Aim of the exercise:
Down to the last line, retype each line of the entries exactly, starting with the one that contains "Where can the football".

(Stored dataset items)

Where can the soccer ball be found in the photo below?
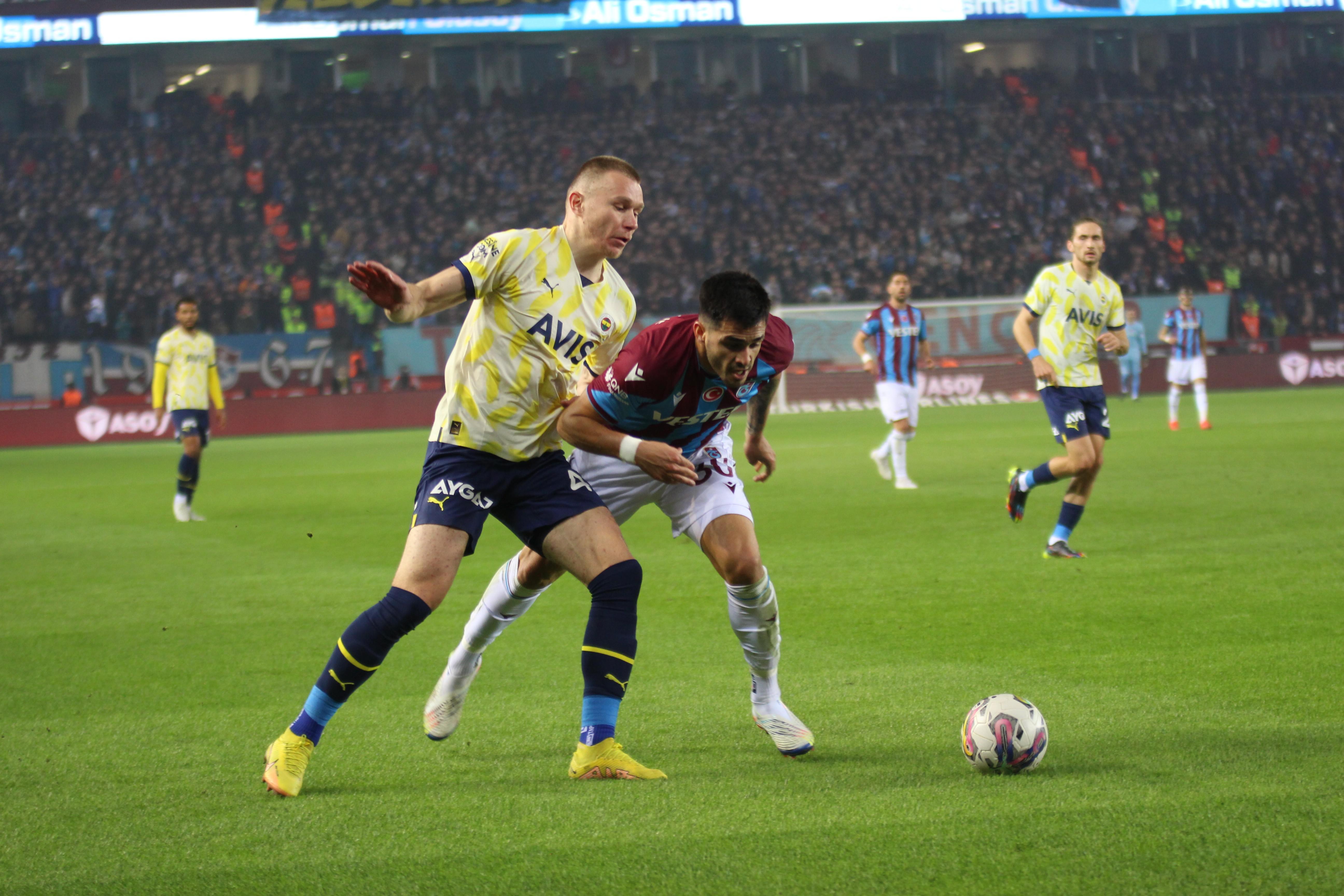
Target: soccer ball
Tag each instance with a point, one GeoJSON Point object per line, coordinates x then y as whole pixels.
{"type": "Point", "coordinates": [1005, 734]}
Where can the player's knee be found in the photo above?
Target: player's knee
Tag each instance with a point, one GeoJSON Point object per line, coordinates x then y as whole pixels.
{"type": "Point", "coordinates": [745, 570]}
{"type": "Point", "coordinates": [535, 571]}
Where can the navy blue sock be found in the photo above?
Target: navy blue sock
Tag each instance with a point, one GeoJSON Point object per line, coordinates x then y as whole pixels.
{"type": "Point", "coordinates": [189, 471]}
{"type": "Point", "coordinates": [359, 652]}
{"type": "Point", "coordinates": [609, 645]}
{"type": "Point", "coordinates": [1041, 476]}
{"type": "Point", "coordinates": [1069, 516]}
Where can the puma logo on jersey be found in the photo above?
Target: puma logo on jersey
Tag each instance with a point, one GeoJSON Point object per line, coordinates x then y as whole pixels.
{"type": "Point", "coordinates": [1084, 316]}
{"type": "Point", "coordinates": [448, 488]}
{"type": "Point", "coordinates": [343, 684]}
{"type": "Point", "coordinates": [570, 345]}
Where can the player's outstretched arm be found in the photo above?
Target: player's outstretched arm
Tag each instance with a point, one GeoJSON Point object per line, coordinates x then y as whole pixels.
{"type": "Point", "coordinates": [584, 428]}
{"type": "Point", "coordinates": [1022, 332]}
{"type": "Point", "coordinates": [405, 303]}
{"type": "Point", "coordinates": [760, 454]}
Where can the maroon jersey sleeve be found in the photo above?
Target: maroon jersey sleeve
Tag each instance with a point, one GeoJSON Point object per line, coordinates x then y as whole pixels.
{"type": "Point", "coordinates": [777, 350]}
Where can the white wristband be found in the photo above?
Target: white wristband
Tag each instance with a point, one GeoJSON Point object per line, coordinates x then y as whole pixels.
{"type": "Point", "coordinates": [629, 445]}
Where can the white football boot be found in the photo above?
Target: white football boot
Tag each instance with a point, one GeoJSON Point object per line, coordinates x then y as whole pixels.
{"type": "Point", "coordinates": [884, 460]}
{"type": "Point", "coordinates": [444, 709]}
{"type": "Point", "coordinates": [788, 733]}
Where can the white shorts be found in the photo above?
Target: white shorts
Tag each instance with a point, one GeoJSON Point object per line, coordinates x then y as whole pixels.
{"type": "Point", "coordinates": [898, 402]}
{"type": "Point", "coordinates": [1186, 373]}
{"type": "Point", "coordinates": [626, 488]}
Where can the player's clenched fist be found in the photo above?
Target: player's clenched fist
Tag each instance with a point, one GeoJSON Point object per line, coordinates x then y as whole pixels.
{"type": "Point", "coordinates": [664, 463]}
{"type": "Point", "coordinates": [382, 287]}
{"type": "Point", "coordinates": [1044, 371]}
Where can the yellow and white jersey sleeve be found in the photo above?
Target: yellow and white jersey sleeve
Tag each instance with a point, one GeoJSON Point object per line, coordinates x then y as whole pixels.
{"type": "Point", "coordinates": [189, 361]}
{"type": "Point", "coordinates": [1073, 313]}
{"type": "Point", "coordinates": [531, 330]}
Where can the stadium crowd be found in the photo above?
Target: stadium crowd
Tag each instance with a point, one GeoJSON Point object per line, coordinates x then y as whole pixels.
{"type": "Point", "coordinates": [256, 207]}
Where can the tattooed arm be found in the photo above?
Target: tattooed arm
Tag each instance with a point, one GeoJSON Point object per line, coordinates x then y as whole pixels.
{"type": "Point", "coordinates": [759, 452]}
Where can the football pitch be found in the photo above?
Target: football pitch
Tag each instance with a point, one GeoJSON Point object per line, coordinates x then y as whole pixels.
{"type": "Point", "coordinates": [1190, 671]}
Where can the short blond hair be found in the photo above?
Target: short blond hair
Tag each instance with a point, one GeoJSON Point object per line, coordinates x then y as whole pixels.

Answer for this exercise:
Where can the football pitch be found in the photo above?
Target: football pitch
Tag each instance with a point, one GeoJSON Point object per line, coordinates x then y as whole pixels.
{"type": "Point", "coordinates": [1190, 671]}
Where can the short blond hair be found in the photo above?
Target: short blond hair
Tag each instance with a point, one GeoJSON Point object per line, coordinates x then y as whole pixels.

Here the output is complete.